== Instruction ==
Copy out every line of the entries below without any changes, and leave out the pictures.

== Input rows ==

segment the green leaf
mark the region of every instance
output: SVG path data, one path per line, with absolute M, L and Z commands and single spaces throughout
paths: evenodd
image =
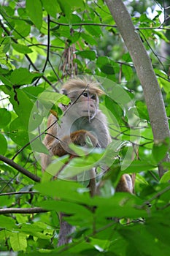
M 82 10 L 85 9 L 85 3 L 83 0 L 58 0 L 61 10 L 66 15 L 68 19 L 70 18 L 73 10 L 81 8 Z
M 7 150 L 7 141 L 4 135 L 0 133 L 0 154 L 5 154 Z
M 160 180 L 160 183 L 168 183 L 170 181 L 170 170 L 166 172 Z
M 128 65 L 123 65 L 122 71 L 123 72 L 126 80 L 129 81 L 131 79 L 132 75 L 134 75 L 131 67 Z
M 29 142 L 28 130 L 19 118 L 14 119 L 10 124 L 9 131 L 11 139 L 18 145 L 23 146 Z
M 109 58 L 100 56 L 98 58 L 96 64 L 104 73 L 107 75 L 113 75 L 115 73 Z
M 7 216 L 0 215 L 0 227 L 1 228 L 5 228 L 8 230 L 12 230 L 17 228 L 15 225 L 15 221 Z
M 42 8 L 40 0 L 26 0 L 26 12 L 39 30 L 42 23 Z
M 28 54 L 32 53 L 32 50 L 31 50 L 28 46 L 20 45 L 20 44 L 12 44 L 13 48 L 17 50 L 18 53 Z
M 94 50 L 80 50 L 76 51 L 75 53 L 84 59 L 88 59 L 90 61 L 94 61 L 96 58 Z
M 157 167 L 156 165 L 147 162 L 147 161 L 134 160 L 132 162 L 131 165 L 128 167 L 123 173 L 140 173 L 142 171 L 146 171 L 148 170 L 154 169 Z
M 92 237 L 89 238 L 89 242 L 99 252 L 104 252 L 107 251 L 110 246 L 110 241 L 109 240 L 96 239 Z
M 90 45 L 95 45 L 97 44 L 97 41 L 95 38 L 90 34 L 82 32 L 81 37 L 85 40 L 85 43 L 90 44 Z
M 136 107 L 141 118 L 150 120 L 147 106 L 144 102 L 141 101 L 136 101 Z
M 152 147 L 152 155 L 158 163 L 162 160 L 169 148 L 169 138 L 167 138 L 163 141 L 155 143 Z
M 28 96 L 20 89 L 16 89 L 11 94 L 10 102 L 20 122 L 28 129 L 33 103 Z
M 72 202 L 90 203 L 90 197 L 88 192 L 82 192 L 85 187 L 78 182 L 55 180 L 43 182 L 35 186 L 35 189 L 42 195 L 58 197 Z
M 31 83 L 36 78 L 42 75 L 38 72 L 30 72 L 27 69 L 20 67 L 15 69 L 11 75 L 10 80 L 13 85 L 25 85 Z
M 57 11 L 58 11 L 59 6 L 57 0 L 42 0 L 42 5 L 47 12 L 56 18 Z
M 11 113 L 6 108 L 0 108 L 0 127 L 6 127 L 11 121 Z
M 14 252 L 24 251 L 27 247 L 27 235 L 23 233 L 12 233 L 9 237 L 11 246 Z
M 85 23 L 93 23 L 93 20 L 84 20 Z M 85 30 L 92 35 L 92 37 L 99 37 L 102 34 L 100 26 L 88 25 L 84 26 Z
M 12 36 L 15 39 L 23 38 L 30 34 L 31 26 L 24 20 L 15 20 L 15 29 L 12 31 Z
M 92 217 L 92 213 L 85 206 L 72 202 L 48 200 L 37 203 L 37 206 L 47 210 L 62 211 L 67 214 L 77 214 L 77 216 L 80 215 L 82 219 Z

== Worked answer ==
segment the green leaf
mark the region of every instance
output: SVG path data, one path per line, with absolute M, L and Z commands and single spaces throughout
paths: evenodd
image =
M 82 10 L 85 9 L 85 3 L 83 0 L 58 0 L 61 10 L 66 15 L 68 19 L 70 18 L 73 10 L 81 8 Z
M 7 150 L 7 141 L 4 135 L 0 133 L 0 154 L 5 154 Z
M 160 180 L 160 183 L 168 183 L 170 181 L 170 170 L 166 172 Z
M 128 65 L 123 65 L 122 71 L 123 72 L 126 80 L 129 81 L 131 79 L 132 75 L 134 75 L 131 67 Z
M 29 142 L 28 130 L 19 118 L 14 119 L 10 124 L 9 131 L 11 139 L 18 145 L 23 146 Z
M 109 58 L 100 56 L 98 58 L 96 64 L 104 73 L 107 75 L 113 75 L 115 73 Z
M 7 216 L 0 215 L 0 227 L 1 228 L 5 228 L 8 230 L 12 230 L 17 228 L 15 225 L 15 221 Z
M 42 8 L 40 0 L 26 0 L 26 12 L 39 30 L 42 23 Z
M 28 54 L 32 53 L 32 50 L 31 50 L 28 46 L 20 45 L 20 44 L 12 44 L 13 48 L 17 50 L 18 53 Z
M 94 50 L 80 50 L 76 51 L 75 53 L 84 59 L 88 59 L 90 61 L 94 61 L 96 58 Z
M 157 167 L 156 165 L 147 162 L 147 161 L 134 160 L 132 162 L 131 165 L 128 167 L 123 173 L 140 173 L 142 171 L 146 171 L 148 170 L 154 169 Z
M 92 237 L 89 238 L 89 242 L 99 252 L 104 252 L 107 251 L 110 246 L 110 241 L 109 240 L 96 239 Z
M 90 45 L 95 45 L 97 44 L 97 41 L 95 38 L 90 34 L 82 32 L 81 37 L 85 40 L 85 43 L 90 44 Z
M 136 107 L 141 118 L 150 120 L 147 106 L 144 102 L 141 101 L 136 101 Z
M 152 147 L 152 155 L 158 163 L 162 160 L 169 148 L 169 138 L 167 138 L 163 141 L 155 143 Z
M 28 96 L 20 89 L 16 89 L 11 94 L 10 102 L 20 122 L 28 129 L 33 103 Z
M 72 202 L 90 203 L 90 197 L 88 192 L 82 192 L 85 187 L 78 182 L 55 180 L 43 182 L 35 186 L 35 189 L 42 195 L 58 197 Z
M 31 83 L 36 78 L 42 75 L 38 72 L 30 72 L 27 69 L 20 67 L 15 69 L 11 75 L 10 80 L 13 85 L 25 85 Z
M 57 11 L 58 11 L 59 6 L 57 0 L 42 0 L 42 5 L 47 12 L 56 18 Z
M 11 113 L 6 108 L 0 108 L 0 127 L 6 127 L 11 121 Z
M 14 252 L 24 251 L 27 247 L 27 235 L 23 233 L 12 233 L 9 237 L 11 246 Z
M 85 23 L 93 23 L 93 20 L 84 20 Z M 85 30 L 92 35 L 92 37 L 99 37 L 102 34 L 100 26 L 88 25 L 84 26 Z
M 12 36 L 15 39 L 23 38 L 30 34 L 31 26 L 24 20 L 15 20 L 15 29 L 12 31 Z
M 92 217 L 92 213 L 85 206 L 72 202 L 48 200 L 37 203 L 37 206 L 47 210 L 62 211 L 67 214 L 77 214 L 77 216 L 80 215 L 82 219 Z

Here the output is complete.